#### [Excerto fornecido]
-.-.-

26 de fevereiro de 2012

semana 9
Mwana-sodá



“Kadogo” é a palavra “swahili” para criança. No Congo, para os falantes de “swahili”, “kadogo” também quer dizer soldado. Uma simbiose de significados reveladora de uma terrível realidade.
Também os povos de língua bantu não tinham termo para a palavra soldado. Como para tantas outras coisas, adoptaram o termo imposto pelo colono branco e, hoje, os que falam lingala, por exemplo, integraram no vocabulário o francesismo “sodá”. Fido era um “mwana-sodá”, uma criança-soldado.
Quando nos encontrámos, cabia-lhe a honrosa tarefa de guardar as costas do grande chefe, Jean Pierre Bemba, presidente de le Mouvement pour la Liberté du Congo (MLC), um dos principais grupos rebeldes que fez a guerra contra a dinastia Kabila.

-.-.-

#### [Dados fornecidos]
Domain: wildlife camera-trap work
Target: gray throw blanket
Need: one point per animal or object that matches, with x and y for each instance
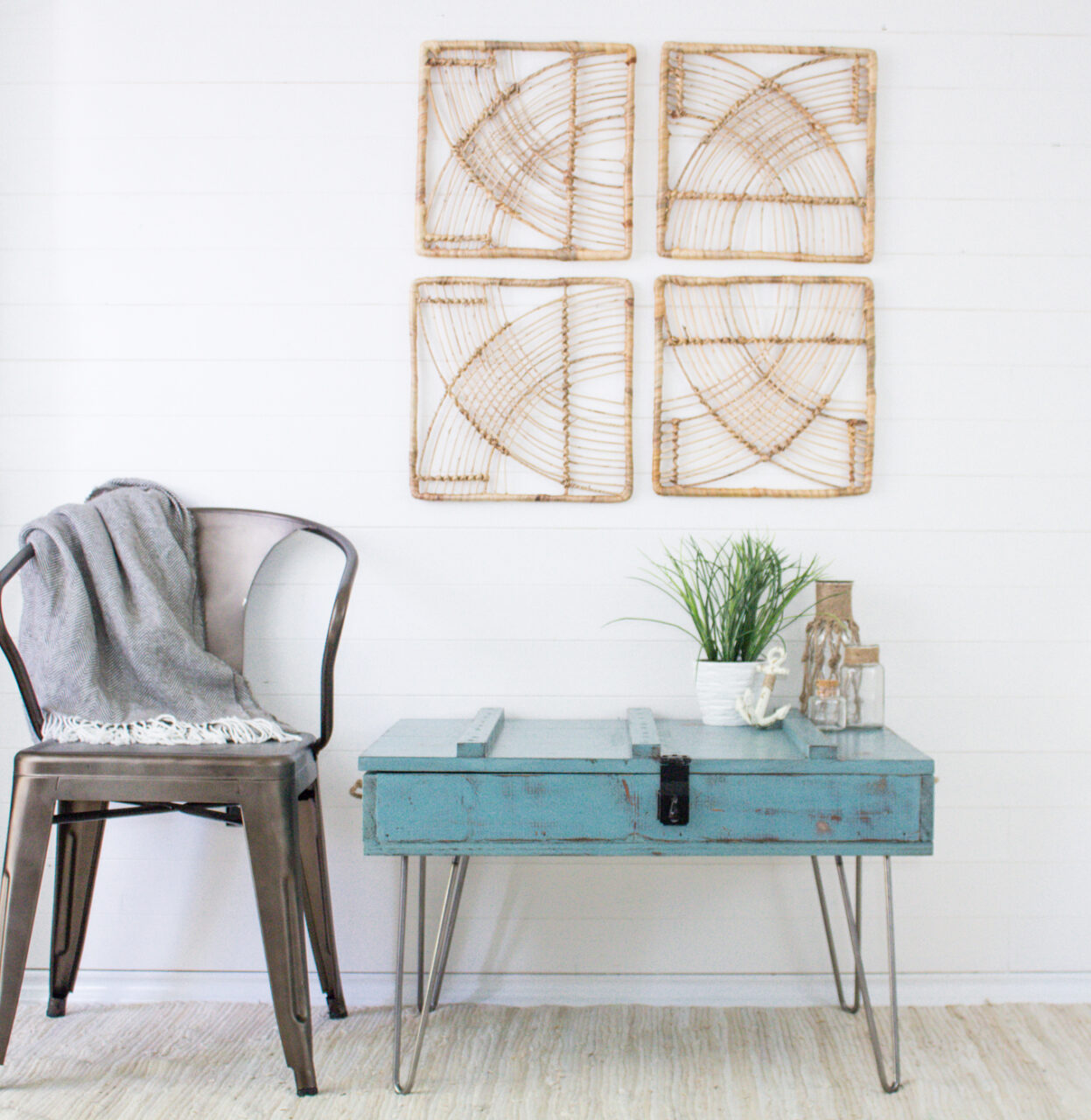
(113, 630)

-.-.-

#### [Conjunto de tarefas]
(a) Resume o excerto fornecido em duas frases.
(b) Indica todas as palavras diferentes que o excerto fornecido escreve entre aspas.

#### [Lista de respostas]
(a) No Congo, a palavra swahili "kadogo" quer dizer criança e também soldado, e os falantes de lingala integraram no vocabulário o francesismo "sodá" para soldado. Fido era um "mwana-sodá", uma criança-soldado, e na altura do encontro cabia-lhe guardar as costas de Jean Pierre Bemba, presidente do MLC, um dos principais grupos rebeldes na guerra contra a dinastia Kabila.

(b) kadogo, swahili, sodá, mwana-sodá